***** MATERIALS PROVIDED
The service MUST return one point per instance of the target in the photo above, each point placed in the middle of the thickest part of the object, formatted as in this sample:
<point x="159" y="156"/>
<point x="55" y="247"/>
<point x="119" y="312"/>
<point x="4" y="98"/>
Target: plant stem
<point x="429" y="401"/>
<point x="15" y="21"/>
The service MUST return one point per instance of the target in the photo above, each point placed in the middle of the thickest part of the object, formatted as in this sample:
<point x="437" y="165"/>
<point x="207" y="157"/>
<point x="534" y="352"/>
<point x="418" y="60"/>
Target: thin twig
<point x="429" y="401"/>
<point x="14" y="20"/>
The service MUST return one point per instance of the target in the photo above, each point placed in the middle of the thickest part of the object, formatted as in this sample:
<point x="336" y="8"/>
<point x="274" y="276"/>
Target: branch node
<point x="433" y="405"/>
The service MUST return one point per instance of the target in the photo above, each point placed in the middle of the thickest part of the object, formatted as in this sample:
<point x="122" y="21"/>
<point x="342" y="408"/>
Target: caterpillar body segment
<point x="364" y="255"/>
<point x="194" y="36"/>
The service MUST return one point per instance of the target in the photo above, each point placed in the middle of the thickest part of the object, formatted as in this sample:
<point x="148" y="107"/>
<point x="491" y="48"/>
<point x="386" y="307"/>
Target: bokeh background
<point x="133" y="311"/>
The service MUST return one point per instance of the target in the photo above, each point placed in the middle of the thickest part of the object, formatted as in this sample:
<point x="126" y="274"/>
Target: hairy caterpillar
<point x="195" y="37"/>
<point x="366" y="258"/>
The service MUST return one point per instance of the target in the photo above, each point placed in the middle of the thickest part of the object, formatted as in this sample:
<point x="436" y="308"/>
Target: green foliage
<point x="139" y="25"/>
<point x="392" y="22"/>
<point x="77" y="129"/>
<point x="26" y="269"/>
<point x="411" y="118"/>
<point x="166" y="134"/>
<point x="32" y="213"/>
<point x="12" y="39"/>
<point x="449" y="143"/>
**********
_GOAL_
Copy every one of the records above word for word, from the first line through the last.

_REPLY TO THE TASK_
The service MUST return one point per instance of the target in the photo above, each point placed in the middle of the thickest part of the object, formatted as in this sample:
<point x="159" y="156"/>
<point x="55" y="247"/>
<point x="119" y="312"/>
<point x="4" y="98"/>
Target: plant stem
<point x="429" y="401"/>
<point x="15" y="21"/>
The service MUST return one point per instance of the target in the photo above, each point placed in the middle of the thickest part of the object, formatted as in this sample:
<point x="437" y="165"/>
<point x="207" y="157"/>
<point x="534" y="352"/>
<point x="418" y="60"/>
Target: thin twig
<point x="429" y="401"/>
<point x="14" y="20"/>
The service MUST return one point per instance of the target in the photo above, each point placed in the middle of the thickest part of the object, formatted as in this sample:
<point x="336" y="8"/>
<point x="274" y="276"/>
Target: branch node
<point x="433" y="405"/>
The service MUST return one point per instance of the target in the photo above, each point placed in the middle of the thickest part of the object, formatted as in this sample:
<point x="122" y="21"/>
<point x="342" y="408"/>
Target: caterpillar body segment
<point x="364" y="255"/>
<point x="194" y="36"/>
The service MUST return one point per instance of the target in the photo above, each point placed in the middle of the thickest part of the object, formatted as in this sample:
<point x="148" y="107"/>
<point x="491" y="48"/>
<point x="386" y="307"/>
Target: bokeh background
<point x="133" y="311"/>
The service MUST return one point per instance of the target in the photo above, each point placed in the middle of the thickest part of the object, formatted as in this sample:
<point x="126" y="274"/>
Target: hairy caterpillar
<point x="195" y="37"/>
<point x="366" y="258"/>
The service MUST return one point per instance of the target in the photo above, each point placed in the middle of the thickest part of the object, formatted as in this sample:
<point x="436" y="308"/>
Target: green foliage
<point x="139" y="25"/>
<point x="392" y="22"/>
<point x="77" y="129"/>
<point x="26" y="269"/>
<point x="411" y="118"/>
<point x="166" y="134"/>
<point x="32" y="213"/>
<point x="12" y="39"/>
<point x="449" y="143"/>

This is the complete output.